• **EXERCISE REQUIREMENTS**
Retype the complete listing exactly as it appears.

((

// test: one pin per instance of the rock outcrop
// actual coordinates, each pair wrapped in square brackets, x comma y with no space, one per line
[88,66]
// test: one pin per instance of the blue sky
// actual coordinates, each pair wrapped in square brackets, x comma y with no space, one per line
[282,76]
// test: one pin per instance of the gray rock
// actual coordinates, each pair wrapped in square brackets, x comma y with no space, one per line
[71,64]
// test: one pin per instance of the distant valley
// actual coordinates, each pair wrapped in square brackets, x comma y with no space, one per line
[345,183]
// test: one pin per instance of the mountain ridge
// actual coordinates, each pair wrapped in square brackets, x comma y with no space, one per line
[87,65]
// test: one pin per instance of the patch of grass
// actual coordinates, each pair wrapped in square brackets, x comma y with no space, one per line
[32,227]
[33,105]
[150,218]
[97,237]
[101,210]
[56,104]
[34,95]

))

• **FINAL RESULT**
// test: one pin per instance of the rock outcrop
// actual coordinates, each pair wrapped in square brackets, x comma y with no space, one per line
[88,66]
// test: one pin per instance of the blue sky
// actual coordinates, each pair wrapped in square brackets, x comma y with no space, one per line
[282,76]
// test: one pin per instance of the gray rock
// actual coordinates, each pair wrapped in square brackets, x comma y with no space, one per line
[71,64]
// test: one pin per instance of the distant valley
// actual coordinates, each pair wrapped in square brackets, x comma y with no space, one per line
[345,183]
// test: one pin per instance of the mountain ridge
// actual coordinates, each pair wrapped in square brackets, x comma y with no space, one per line
[87,65]
// test: one pin per instance of the patch of grass
// actual coordinates, each pair wrapped in square brackets, x comma y with no space, one per line
[32,227]
[33,105]
[150,218]
[97,237]
[101,210]
[56,104]
[34,95]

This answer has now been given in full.